TASK DETAILS:
Extract all lines that hold "When" from the records below.

* * *

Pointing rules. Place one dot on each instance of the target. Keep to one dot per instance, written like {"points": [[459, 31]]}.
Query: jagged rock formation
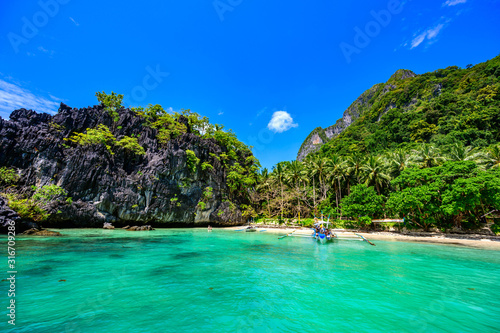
{"points": [[8, 217], [121, 188], [319, 136]]}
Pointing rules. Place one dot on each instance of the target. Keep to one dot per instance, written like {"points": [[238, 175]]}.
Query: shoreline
{"points": [[471, 240]]}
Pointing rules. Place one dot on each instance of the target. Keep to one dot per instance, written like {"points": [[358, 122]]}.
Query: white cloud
{"points": [[44, 50], [450, 3], [14, 97], [73, 20], [281, 122], [428, 34]]}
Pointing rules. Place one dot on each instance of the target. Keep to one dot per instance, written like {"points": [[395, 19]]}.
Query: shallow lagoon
{"points": [[189, 280]]}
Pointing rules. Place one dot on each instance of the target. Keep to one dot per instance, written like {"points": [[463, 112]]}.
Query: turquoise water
{"points": [[225, 281]]}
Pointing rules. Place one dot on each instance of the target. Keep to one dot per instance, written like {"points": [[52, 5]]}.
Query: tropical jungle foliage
{"points": [[424, 148]]}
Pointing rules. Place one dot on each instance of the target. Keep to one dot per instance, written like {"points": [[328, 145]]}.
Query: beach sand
{"points": [[477, 241]]}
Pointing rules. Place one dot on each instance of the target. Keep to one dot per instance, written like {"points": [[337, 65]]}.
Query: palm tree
{"points": [[493, 157], [295, 176], [459, 152], [354, 164], [398, 161], [320, 169], [265, 182], [374, 172], [427, 156], [335, 168], [278, 175], [310, 174]]}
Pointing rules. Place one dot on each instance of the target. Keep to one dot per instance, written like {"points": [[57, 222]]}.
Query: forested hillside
{"points": [[108, 163], [420, 147]]}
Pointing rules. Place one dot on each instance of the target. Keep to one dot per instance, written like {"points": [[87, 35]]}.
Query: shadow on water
{"points": [[116, 256], [42, 270], [185, 255]]}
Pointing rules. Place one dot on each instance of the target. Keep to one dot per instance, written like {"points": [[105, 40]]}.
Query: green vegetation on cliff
{"points": [[420, 147]]}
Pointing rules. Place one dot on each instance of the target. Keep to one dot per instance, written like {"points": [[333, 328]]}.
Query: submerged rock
{"points": [[140, 228], [43, 232]]}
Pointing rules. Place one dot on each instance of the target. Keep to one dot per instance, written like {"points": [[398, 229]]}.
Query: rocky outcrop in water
{"points": [[319, 136], [8, 217], [120, 188]]}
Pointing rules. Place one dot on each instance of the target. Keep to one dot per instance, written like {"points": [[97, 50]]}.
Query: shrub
{"points": [[102, 135], [94, 136], [131, 145], [192, 160], [111, 103], [206, 165], [8, 177]]}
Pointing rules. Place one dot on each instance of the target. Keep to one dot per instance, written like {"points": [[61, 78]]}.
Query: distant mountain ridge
{"points": [[320, 136]]}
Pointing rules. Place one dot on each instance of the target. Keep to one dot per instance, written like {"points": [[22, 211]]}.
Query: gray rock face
{"points": [[8, 217], [121, 188], [355, 110]]}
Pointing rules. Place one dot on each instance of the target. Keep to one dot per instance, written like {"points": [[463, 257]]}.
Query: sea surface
{"points": [[190, 280]]}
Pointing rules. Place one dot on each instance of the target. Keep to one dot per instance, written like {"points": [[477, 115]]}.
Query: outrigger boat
{"points": [[321, 236], [251, 229]]}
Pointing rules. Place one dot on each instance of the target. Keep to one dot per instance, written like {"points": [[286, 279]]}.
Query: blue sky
{"points": [[270, 71]]}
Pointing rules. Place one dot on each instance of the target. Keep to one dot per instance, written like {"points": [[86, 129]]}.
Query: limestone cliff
{"points": [[122, 188], [319, 136]]}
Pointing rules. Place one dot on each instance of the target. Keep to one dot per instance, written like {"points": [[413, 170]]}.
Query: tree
{"points": [[8, 177], [374, 173], [399, 161], [111, 103], [295, 176], [493, 157], [427, 156], [264, 183], [459, 152], [279, 174], [363, 201]]}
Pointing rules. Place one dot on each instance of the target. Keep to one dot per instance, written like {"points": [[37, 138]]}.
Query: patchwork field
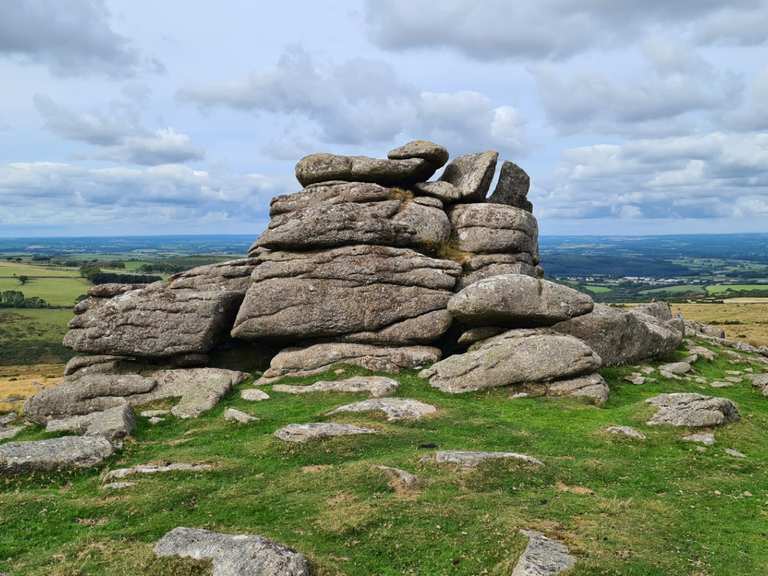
{"points": [[652, 507]]}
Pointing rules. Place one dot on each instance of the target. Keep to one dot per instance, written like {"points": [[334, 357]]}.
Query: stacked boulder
{"points": [[371, 264]]}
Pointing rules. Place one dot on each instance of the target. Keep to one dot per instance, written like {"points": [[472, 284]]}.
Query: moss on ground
{"points": [[659, 507]]}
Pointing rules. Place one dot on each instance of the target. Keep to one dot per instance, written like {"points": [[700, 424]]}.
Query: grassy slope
{"points": [[660, 507]]}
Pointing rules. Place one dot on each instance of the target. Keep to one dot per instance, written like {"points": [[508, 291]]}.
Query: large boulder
{"points": [[338, 214], [155, 321], [519, 301], [512, 187], [319, 358], [327, 167], [621, 337], [515, 357], [366, 294]]}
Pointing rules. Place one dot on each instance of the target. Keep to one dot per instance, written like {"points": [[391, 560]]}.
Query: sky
{"points": [[129, 117]]}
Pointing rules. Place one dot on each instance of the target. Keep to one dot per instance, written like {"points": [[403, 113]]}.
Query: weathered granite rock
{"points": [[327, 167], [514, 357], [620, 337], [149, 469], [53, 454], [518, 301], [234, 415], [394, 408], [692, 410], [592, 388], [471, 174], [326, 217], [472, 459], [494, 229], [234, 555], [300, 433], [375, 386], [153, 322], [543, 557], [512, 187], [113, 424], [433, 153], [627, 431], [364, 294], [318, 358]]}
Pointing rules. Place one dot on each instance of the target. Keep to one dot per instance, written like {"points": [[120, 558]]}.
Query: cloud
{"points": [[360, 102], [119, 132], [545, 29], [673, 84], [70, 37], [716, 175]]}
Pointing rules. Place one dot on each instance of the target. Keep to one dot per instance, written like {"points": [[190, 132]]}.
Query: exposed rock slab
{"points": [[376, 386], [113, 424], [365, 294], [327, 167], [621, 337], [318, 358], [472, 459], [394, 408], [514, 357], [543, 557], [692, 410], [519, 301], [234, 555], [53, 454], [299, 433], [512, 187], [471, 175]]}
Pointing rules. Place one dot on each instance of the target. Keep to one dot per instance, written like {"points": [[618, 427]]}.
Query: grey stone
{"points": [[325, 217], [692, 410], [543, 557], [234, 555], [375, 386], [433, 153], [518, 301], [472, 459], [512, 187], [620, 337], [254, 395], [514, 357], [592, 388], [113, 424], [471, 174], [328, 167], [706, 438], [493, 229], [299, 433], [627, 431], [318, 358], [394, 408], [53, 454], [363, 294], [149, 469]]}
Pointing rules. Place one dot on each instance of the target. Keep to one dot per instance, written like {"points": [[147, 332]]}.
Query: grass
{"points": [[32, 336], [659, 507]]}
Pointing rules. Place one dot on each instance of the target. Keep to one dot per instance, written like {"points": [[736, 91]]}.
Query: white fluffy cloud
{"points": [[363, 102]]}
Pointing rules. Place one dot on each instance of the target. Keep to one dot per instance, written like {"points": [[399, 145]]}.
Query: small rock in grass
{"points": [[254, 395], [706, 438], [394, 408], [543, 556], [471, 459], [234, 415], [234, 555], [299, 433], [627, 431]]}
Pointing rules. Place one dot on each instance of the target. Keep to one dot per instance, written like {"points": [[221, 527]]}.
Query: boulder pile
{"points": [[371, 264]]}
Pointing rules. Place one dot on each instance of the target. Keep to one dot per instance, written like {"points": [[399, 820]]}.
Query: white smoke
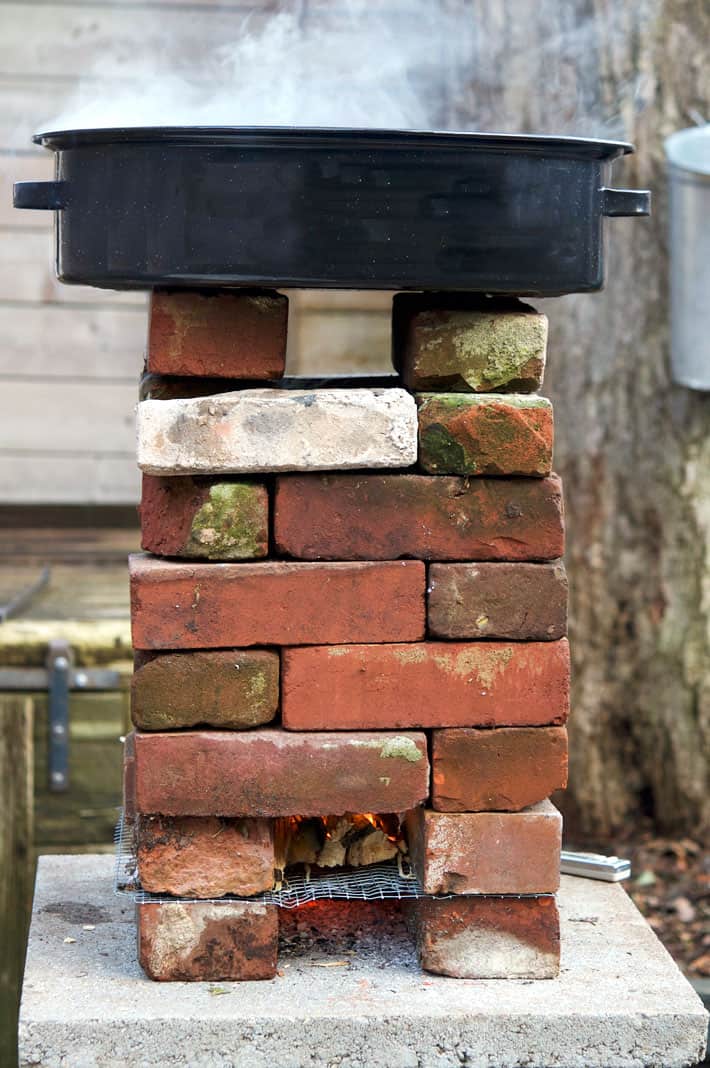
{"points": [[355, 64], [516, 66]]}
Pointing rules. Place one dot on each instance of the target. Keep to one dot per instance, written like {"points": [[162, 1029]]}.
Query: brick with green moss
{"points": [[485, 434], [468, 344], [204, 519]]}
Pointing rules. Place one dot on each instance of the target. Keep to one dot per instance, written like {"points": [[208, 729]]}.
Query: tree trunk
{"points": [[633, 450]]}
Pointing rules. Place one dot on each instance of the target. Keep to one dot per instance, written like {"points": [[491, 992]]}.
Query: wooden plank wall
{"points": [[69, 356]]}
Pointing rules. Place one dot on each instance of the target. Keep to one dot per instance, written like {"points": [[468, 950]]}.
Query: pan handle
{"points": [[626, 202], [42, 195]]}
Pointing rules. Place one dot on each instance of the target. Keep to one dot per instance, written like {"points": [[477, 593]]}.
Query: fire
{"points": [[351, 841]]}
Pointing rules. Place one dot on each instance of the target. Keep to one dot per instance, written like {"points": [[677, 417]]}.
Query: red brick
{"points": [[207, 942], [278, 773], [485, 434], [204, 856], [519, 601], [226, 334], [221, 688], [129, 778], [206, 519], [211, 606], [486, 852], [503, 770], [428, 517], [489, 938], [425, 685], [466, 343]]}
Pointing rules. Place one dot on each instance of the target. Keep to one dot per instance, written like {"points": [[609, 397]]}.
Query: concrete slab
{"points": [[620, 1002]]}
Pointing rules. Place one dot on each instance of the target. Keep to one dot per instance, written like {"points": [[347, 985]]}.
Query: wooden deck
{"points": [[84, 601]]}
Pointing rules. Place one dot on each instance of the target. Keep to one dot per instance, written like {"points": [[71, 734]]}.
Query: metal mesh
{"points": [[390, 880]]}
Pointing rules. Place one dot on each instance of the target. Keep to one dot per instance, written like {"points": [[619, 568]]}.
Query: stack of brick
{"points": [[316, 634]]}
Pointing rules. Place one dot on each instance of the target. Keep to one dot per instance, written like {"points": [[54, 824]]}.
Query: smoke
{"points": [[511, 65], [351, 64]]}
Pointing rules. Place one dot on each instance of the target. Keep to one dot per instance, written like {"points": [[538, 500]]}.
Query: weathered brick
{"points": [[486, 852], [204, 519], [227, 333], [505, 770], [129, 778], [204, 856], [221, 688], [207, 942], [425, 685], [485, 435], [518, 601], [428, 517], [206, 606], [468, 344], [278, 773], [270, 429], [488, 938], [171, 387]]}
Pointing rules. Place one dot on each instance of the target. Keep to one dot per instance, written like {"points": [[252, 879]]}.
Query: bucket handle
{"points": [[626, 202], [41, 195]]}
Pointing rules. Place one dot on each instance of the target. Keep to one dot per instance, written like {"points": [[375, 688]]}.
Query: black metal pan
{"points": [[342, 208]]}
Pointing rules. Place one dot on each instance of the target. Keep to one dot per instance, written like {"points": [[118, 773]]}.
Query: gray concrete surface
{"points": [[620, 1002]]}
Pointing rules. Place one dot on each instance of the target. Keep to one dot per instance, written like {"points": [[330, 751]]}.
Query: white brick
{"points": [[265, 429]]}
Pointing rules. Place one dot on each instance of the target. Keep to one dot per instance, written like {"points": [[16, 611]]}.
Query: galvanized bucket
{"points": [[688, 153]]}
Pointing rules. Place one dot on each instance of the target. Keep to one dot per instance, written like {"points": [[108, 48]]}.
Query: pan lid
{"points": [[332, 137]]}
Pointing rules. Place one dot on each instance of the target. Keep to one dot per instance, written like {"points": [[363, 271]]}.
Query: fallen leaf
{"points": [[684, 910], [646, 878]]}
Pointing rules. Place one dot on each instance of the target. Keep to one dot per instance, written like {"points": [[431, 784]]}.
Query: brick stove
{"points": [[349, 626]]}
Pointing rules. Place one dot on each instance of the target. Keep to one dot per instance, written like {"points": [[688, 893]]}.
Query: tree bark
{"points": [[633, 449]]}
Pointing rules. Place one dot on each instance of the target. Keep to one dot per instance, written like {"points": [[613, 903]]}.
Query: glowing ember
{"points": [[351, 841]]}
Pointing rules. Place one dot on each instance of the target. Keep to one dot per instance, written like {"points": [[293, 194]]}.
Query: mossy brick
{"points": [[502, 770], [233, 689], [186, 606], [428, 517], [485, 435], [468, 344], [488, 938], [207, 942], [204, 519], [273, 773], [218, 333], [486, 852], [204, 857], [519, 601], [425, 685]]}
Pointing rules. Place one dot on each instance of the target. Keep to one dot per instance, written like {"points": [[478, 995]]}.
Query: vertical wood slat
{"points": [[16, 861]]}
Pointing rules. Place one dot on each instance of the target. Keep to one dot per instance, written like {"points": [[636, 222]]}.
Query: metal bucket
{"points": [[688, 153]]}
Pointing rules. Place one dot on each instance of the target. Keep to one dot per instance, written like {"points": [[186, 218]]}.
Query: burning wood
{"points": [[350, 841]]}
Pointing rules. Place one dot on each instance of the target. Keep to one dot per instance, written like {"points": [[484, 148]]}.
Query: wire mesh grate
{"points": [[388, 880]]}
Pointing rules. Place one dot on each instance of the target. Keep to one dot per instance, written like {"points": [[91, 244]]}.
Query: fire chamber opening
{"points": [[355, 839]]}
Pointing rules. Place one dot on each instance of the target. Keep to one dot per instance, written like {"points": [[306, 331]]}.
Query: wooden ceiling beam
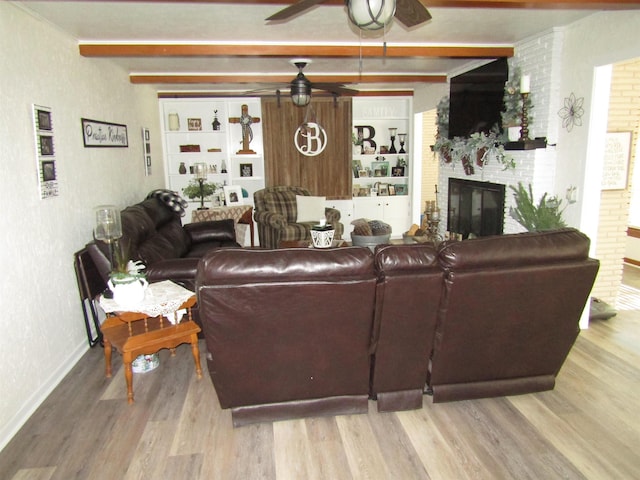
{"points": [[290, 51], [530, 4], [284, 79]]}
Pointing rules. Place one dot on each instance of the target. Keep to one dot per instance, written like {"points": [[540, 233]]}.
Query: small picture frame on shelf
{"points": [[233, 195], [357, 167], [246, 170], [380, 169], [194, 124]]}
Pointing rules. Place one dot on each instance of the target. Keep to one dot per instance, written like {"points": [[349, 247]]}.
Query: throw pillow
{"points": [[310, 209]]}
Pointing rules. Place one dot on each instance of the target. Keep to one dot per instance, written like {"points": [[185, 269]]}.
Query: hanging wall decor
{"points": [[617, 154], [103, 134], [45, 151], [146, 151], [572, 112]]}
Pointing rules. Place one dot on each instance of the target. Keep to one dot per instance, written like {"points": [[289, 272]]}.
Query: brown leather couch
{"points": [[298, 332], [154, 234], [509, 312], [288, 331]]}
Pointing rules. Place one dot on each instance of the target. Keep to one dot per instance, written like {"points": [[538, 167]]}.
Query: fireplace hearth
{"points": [[475, 209]]}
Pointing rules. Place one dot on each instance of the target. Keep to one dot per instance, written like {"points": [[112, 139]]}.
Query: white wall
{"points": [[40, 315], [598, 40]]}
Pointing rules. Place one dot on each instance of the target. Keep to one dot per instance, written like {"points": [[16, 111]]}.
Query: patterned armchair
{"points": [[276, 215]]}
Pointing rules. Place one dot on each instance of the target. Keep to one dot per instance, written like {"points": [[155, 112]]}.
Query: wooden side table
{"points": [[135, 333], [241, 215]]}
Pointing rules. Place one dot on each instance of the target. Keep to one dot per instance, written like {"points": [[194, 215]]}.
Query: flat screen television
{"points": [[475, 208], [476, 99]]}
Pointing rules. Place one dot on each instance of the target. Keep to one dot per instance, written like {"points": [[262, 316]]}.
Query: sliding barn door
{"points": [[328, 173]]}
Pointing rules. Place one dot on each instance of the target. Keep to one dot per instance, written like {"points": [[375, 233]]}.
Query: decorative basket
{"points": [[322, 237], [145, 363]]}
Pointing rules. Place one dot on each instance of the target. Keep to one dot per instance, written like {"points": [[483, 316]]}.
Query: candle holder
{"points": [[524, 119], [392, 134], [402, 137], [200, 171]]}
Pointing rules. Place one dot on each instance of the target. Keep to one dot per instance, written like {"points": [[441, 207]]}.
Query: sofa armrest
{"points": [[211, 231], [175, 269], [272, 219]]}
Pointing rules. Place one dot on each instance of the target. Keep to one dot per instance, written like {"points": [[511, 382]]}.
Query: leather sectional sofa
{"points": [[300, 332], [154, 234]]}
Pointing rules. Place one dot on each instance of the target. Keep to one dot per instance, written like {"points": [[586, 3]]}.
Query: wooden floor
{"points": [[588, 427]]}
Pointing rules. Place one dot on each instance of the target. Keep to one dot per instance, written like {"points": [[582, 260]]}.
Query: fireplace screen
{"points": [[475, 209]]}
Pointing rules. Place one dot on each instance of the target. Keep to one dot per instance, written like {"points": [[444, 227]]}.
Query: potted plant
{"points": [[546, 215], [127, 281], [512, 114], [193, 191]]}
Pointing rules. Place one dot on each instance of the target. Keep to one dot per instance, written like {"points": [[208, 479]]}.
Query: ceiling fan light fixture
{"points": [[371, 14], [300, 90]]}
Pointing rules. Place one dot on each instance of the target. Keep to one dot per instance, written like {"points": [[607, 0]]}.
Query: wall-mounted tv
{"points": [[476, 99], [475, 209]]}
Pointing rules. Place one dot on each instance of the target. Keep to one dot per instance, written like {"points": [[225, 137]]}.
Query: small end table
{"points": [[137, 333]]}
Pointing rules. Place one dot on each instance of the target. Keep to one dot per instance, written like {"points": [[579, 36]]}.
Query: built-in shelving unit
{"points": [[191, 137], [381, 179]]}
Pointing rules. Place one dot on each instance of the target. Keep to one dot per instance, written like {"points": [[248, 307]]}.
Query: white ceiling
{"points": [[209, 22]]}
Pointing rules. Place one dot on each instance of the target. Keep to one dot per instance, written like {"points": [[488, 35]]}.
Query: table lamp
{"points": [[108, 227]]}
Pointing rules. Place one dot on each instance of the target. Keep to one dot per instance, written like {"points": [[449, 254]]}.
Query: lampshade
{"points": [[108, 226], [200, 170], [300, 90], [371, 14]]}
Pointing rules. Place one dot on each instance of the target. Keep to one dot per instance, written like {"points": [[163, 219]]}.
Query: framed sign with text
{"points": [[616, 160], [103, 134]]}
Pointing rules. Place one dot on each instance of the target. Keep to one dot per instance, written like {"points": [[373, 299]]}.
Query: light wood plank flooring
{"points": [[588, 427]]}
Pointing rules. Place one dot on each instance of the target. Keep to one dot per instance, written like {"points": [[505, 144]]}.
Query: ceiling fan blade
{"points": [[411, 12], [294, 9], [334, 88]]}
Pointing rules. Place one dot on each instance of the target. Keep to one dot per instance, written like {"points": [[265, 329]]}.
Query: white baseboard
{"points": [[8, 430]]}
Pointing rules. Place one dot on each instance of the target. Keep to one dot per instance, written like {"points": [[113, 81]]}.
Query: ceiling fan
{"points": [[301, 86], [367, 14]]}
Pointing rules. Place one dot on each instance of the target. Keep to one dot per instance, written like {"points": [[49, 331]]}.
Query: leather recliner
{"points": [[288, 331]]}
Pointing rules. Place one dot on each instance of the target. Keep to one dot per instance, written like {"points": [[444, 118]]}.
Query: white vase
{"points": [[514, 133], [128, 291]]}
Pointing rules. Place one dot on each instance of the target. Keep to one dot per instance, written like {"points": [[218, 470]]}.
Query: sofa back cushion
{"points": [[511, 306], [280, 199], [289, 324], [409, 287], [153, 232]]}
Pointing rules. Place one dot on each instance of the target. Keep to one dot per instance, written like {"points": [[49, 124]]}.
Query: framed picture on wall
{"points": [[617, 152], [233, 195], [246, 170]]}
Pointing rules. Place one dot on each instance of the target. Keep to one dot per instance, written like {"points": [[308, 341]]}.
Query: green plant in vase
{"points": [[192, 191], [511, 116], [546, 215]]}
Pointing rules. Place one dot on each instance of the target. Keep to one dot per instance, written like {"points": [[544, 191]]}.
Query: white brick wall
{"points": [[539, 58]]}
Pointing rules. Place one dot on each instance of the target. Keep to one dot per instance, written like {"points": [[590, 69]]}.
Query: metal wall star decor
{"points": [[572, 112]]}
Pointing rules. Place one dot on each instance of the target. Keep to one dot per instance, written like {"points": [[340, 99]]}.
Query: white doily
{"points": [[161, 298]]}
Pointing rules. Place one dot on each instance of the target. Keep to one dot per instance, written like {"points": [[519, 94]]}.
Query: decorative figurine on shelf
{"points": [[245, 120], [402, 138], [392, 134], [216, 123]]}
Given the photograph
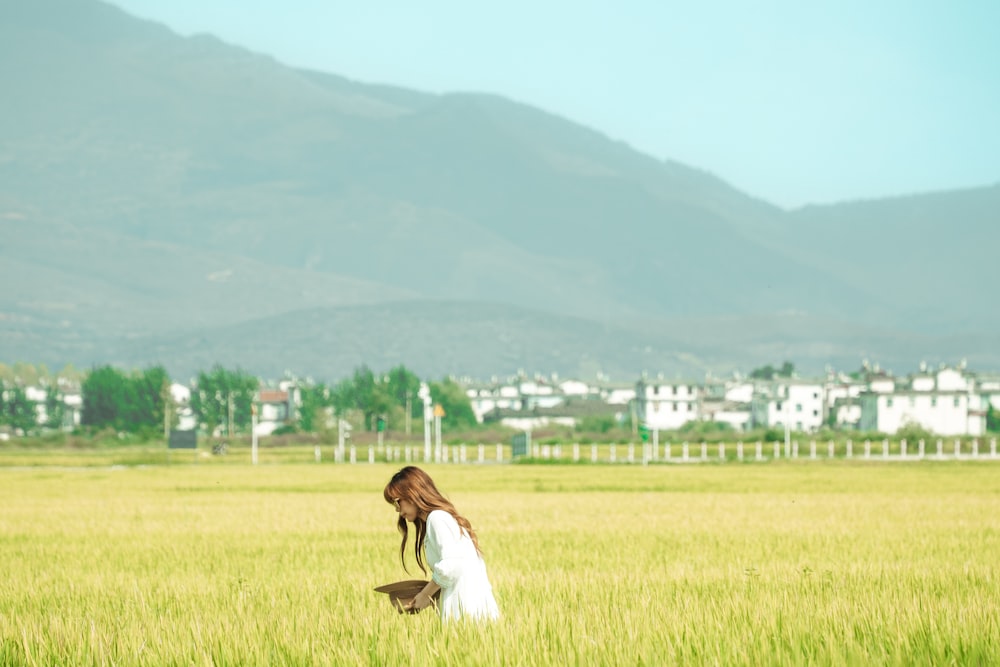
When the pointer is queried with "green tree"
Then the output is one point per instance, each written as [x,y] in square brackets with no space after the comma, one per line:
[769,372]
[316,400]
[55,407]
[103,394]
[17,411]
[126,402]
[455,402]
[992,419]
[220,395]
[371,396]
[144,400]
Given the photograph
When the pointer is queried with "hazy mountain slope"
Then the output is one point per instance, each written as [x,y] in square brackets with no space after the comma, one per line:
[186,199]
[934,255]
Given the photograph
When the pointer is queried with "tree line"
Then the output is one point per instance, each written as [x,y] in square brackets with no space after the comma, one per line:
[222,400]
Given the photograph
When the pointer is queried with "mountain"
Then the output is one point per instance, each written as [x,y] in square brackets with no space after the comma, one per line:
[179,200]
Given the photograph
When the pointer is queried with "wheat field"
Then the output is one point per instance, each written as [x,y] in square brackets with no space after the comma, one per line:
[823,563]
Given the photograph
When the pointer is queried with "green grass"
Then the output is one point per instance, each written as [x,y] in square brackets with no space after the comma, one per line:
[786,563]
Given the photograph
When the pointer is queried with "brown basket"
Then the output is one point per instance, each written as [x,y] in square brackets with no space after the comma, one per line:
[401,593]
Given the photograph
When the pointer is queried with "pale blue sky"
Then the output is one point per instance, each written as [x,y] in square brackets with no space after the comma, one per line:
[791,101]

* * *

SOLUTION TO THIS PROBLEM:
When the pointer is queried with "green tree"
When the pointer is queried with "hazy mountain slope"
When the pointer is queried with "tree line"
When the pointer is queried with "mountain"
When the pointer is queried with "wheat field"
When the pointer is queried with "green grass"
When the pointer is queried with "brown basket"
When the pointer is queried with "pale blue sky"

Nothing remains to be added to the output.